>> start RECORDS SUPPLIED

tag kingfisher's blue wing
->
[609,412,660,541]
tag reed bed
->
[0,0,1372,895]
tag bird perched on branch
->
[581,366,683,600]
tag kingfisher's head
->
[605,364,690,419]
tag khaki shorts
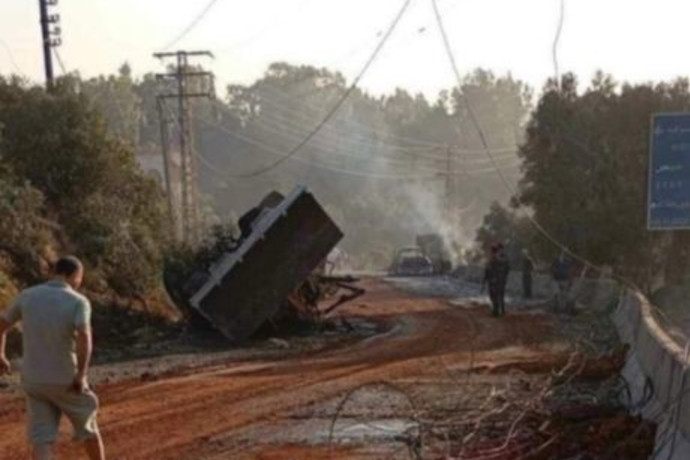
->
[23,383,98,445]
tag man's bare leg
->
[32,444,53,460]
[84,433,105,460]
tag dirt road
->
[0,281,554,460]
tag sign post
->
[647,113,690,230]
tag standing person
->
[0,256,105,460]
[551,252,570,311]
[522,249,534,299]
[482,243,510,316]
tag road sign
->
[647,113,690,230]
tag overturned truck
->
[189,187,361,342]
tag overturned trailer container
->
[190,187,343,342]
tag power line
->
[53,48,69,75]
[0,38,26,77]
[230,0,411,178]
[196,113,519,179]
[431,0,640,292]
[210,96,517,165]
[552,0,565,86]
[163,0,223,51]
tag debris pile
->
[422,350,656,460]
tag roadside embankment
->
[613,292,690,460]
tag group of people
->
[0,243,571,460]
[482,242,573,317]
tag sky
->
[0,0,690,98]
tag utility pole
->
[154,51,215,244]
[38,0,62,88]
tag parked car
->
[390,247,434,276]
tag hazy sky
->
[0,0,690,96]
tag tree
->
[515,73,690,283]
[0,76,167,295]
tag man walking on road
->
[522,249,534,299]
[0,256,105,460]
[482,243,510,316]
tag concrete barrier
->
[613,292,690,460]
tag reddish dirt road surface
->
[0,280,557,460]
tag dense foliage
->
[508,74,690,283]
[0,77,167,296]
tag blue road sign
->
[647,113,690,230]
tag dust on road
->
[0,280,559,460]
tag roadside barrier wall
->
[613,292,690,460]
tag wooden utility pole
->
[154,51,215,244]
[38,0,62,88]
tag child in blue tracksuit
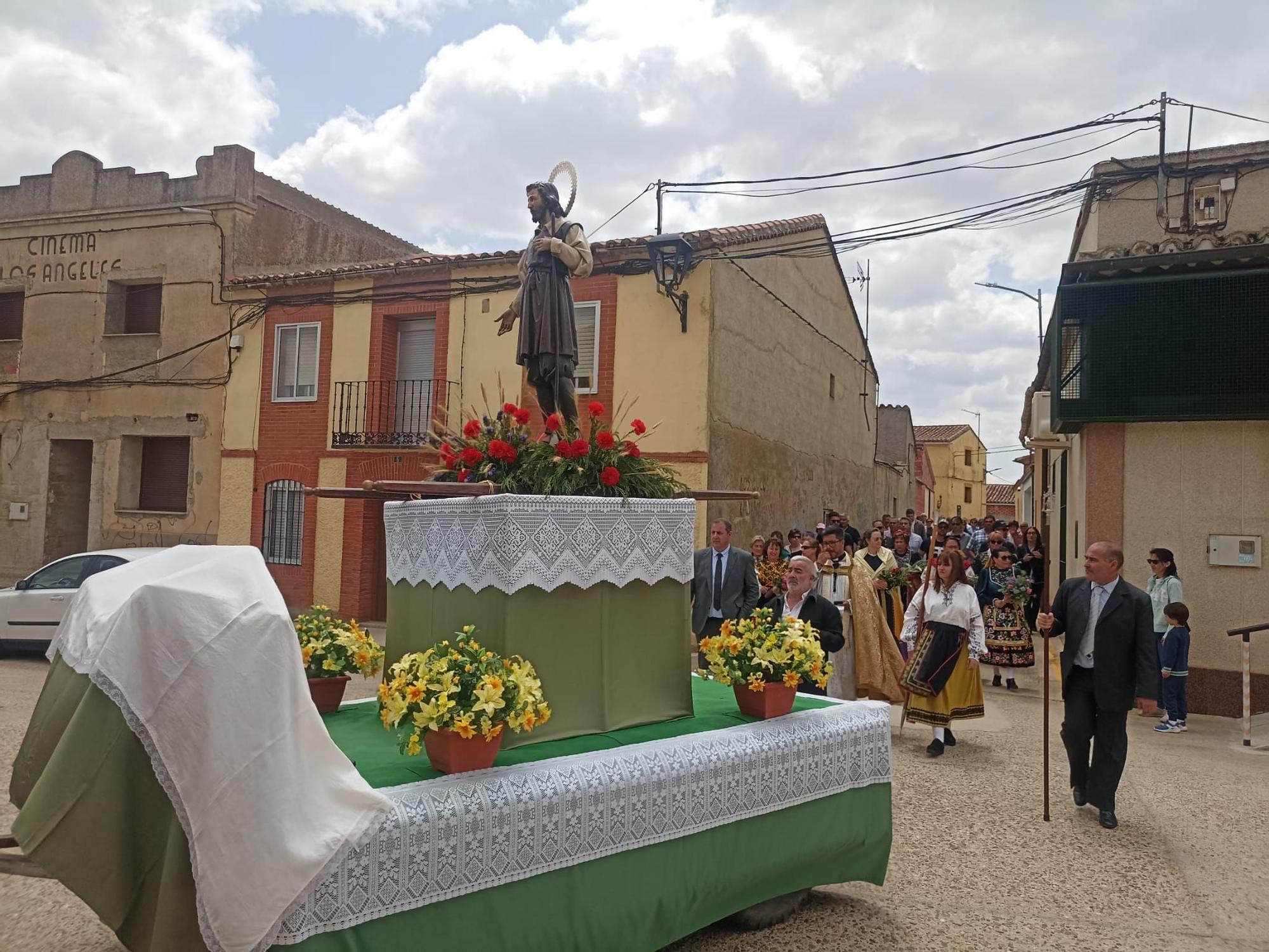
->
[1155,602,1189,734]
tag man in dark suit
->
[763,556,848,694]
[692,519,761,668]
[1037,542,1159,830]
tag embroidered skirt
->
[907,630,983,727]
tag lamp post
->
[973,280,1044,353]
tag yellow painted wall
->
[216,455,255,546]
[317,457,348,612]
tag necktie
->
[714,552,722,611]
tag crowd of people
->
[693,509,1190,828]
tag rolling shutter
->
[572,302,599,393]
[0,290,27,340]
[138,436,189,513]
[123,284,162,334]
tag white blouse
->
[901,582,987,656]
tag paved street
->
[0,658,1269,952]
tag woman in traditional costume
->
[975,546,1036,691]
[850,530,904,702]
[902,550,987,757]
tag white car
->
[0,549,165,648]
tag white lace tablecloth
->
[275,701,891,944]
[383,495,697,594]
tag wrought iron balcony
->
[330,379,458,448]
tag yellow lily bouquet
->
[379,625,551,757]
[296,606,383,678]
[700,608,832,691]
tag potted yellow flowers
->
[379,625,551,773]
[700,608,832,719]
[296,606,383,714]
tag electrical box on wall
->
[1207,536,1261,569]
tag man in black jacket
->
[1037,542,1159,830]
[763,556,843,694]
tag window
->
[273,323,321,402]
[260,480,305,565]
[138,436,189,513]
[0,290,27,340]
[105,280,162,334]
[572,301,599,393]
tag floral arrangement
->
[1000,574,1030,608]
[294,606,383,678]
[379,625,551,757]
[699,608,832,691]
[430,400,687,499]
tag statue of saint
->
[495,181,594,425]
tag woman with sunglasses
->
[975,545,1036,691]
[1142,549,1184,721]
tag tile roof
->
[912,422,972,443]
[987,483,1014,505]
[228,214,827,284]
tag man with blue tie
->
[1037,542,1159,830]
[692,519,761,668]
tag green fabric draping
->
[387,579,692,748]
[9,658,891,952]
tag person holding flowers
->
[975,546,1036,691]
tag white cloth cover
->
[383,494,697,594]
[48,546,388,952]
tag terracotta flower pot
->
[423,727,503,773]
[731,682,797,721]
[308,674,352,714]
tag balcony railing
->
[330,379,458,448]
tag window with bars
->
[137,436,189,513]
[273,323,321,403]
[0,290,27,340]
[260,480,305,565]
[572,301,599,393]
[105,280,162,334]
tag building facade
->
[1023,136,1269,715]
[915,422,987,519]
[0,146,411,584]
[221,216,893,618]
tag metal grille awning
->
[1047,269,1269,433]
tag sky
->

>> end RECORDS SUPPLIED

▶ **EXERCISE PROMPT**: Please return every line of the records above that contains the string "white". Case matters.

▶ **FULL SOLUTION**:
tag white blouse
tag white car
tag white lace tablecloth
tag white cloth cover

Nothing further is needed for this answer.